:: Excerpt

With respect to mathematical modeling, the group's general philosophy is to construct simple models of individual behavior and then explore the consequences at a population level. These "simple models," however, are more than just transplants of physics models for, say, how magnetism arises out of many interconnected individual spins. While the group seeks to create parsimonious, "physics-ish" models of individual behavior, its models are informed by research in areas such as sociology, social psychology, behavioral economics, game theory, and market research. When working with graduate students and postdoctoral scholars who have strong technical backgrounds, "it is important to provide an environment in which they are encouraged to avoid the usual pitfall of natural-scientist-as-sociologist, which, in a nutshell, is to assume they already know which questions are interesting and how to formulate them," Watts explains. "The result is methodologically dazzling solutions to theoretically nonsensical or otherwise irrelevant questions." Watts's motivation to create an applied math research program in a social science environment, rather than the other way around, sprung from his conviction that the trick to proposing interesting models was to know something about the phenomena in question. The solutions Watts's team arrives at are central for social science, but social scientists may need to develop new ways of looking at the world to deeply appreciate the significance of its work.

::::

**To do**
According to the excerpt, which areas of research inform the group's models of individual behavior? Please rely on the excerpt alone.

:: Raw data

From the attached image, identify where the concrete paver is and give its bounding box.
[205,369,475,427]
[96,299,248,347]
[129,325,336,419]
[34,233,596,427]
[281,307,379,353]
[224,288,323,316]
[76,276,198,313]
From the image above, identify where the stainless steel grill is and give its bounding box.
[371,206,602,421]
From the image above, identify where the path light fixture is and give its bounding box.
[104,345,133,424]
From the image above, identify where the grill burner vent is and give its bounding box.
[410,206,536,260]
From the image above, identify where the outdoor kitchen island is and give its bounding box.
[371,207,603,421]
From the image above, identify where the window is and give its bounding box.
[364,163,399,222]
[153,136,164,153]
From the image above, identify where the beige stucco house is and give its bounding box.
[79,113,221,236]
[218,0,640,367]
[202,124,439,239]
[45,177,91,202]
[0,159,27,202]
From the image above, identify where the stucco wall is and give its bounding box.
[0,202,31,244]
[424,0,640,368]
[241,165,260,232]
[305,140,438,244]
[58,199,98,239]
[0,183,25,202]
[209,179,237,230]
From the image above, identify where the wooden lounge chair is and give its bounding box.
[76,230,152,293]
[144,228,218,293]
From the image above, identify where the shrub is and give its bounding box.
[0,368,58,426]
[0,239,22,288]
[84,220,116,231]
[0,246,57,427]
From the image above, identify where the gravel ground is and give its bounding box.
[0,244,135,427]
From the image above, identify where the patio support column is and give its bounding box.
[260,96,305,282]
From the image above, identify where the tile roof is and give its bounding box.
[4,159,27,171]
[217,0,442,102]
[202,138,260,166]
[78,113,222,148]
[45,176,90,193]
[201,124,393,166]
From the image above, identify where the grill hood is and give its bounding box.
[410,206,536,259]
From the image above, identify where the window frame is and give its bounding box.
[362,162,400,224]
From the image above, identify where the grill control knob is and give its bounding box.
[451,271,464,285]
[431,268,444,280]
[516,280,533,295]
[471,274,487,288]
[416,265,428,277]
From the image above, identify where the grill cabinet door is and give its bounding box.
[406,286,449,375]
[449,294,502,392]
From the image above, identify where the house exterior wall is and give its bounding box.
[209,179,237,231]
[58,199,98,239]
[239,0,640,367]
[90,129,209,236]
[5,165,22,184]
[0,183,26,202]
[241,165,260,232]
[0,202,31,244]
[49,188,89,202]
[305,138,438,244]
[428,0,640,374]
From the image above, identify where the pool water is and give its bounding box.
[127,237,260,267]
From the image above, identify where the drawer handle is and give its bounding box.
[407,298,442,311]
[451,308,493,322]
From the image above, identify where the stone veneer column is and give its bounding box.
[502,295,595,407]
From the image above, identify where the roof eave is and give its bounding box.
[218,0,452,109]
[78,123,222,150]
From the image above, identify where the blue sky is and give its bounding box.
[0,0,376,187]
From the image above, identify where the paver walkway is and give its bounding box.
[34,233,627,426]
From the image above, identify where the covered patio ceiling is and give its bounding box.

::::

**Final result**
Sociology, social psychology, behavioral economics, game theory, and market research.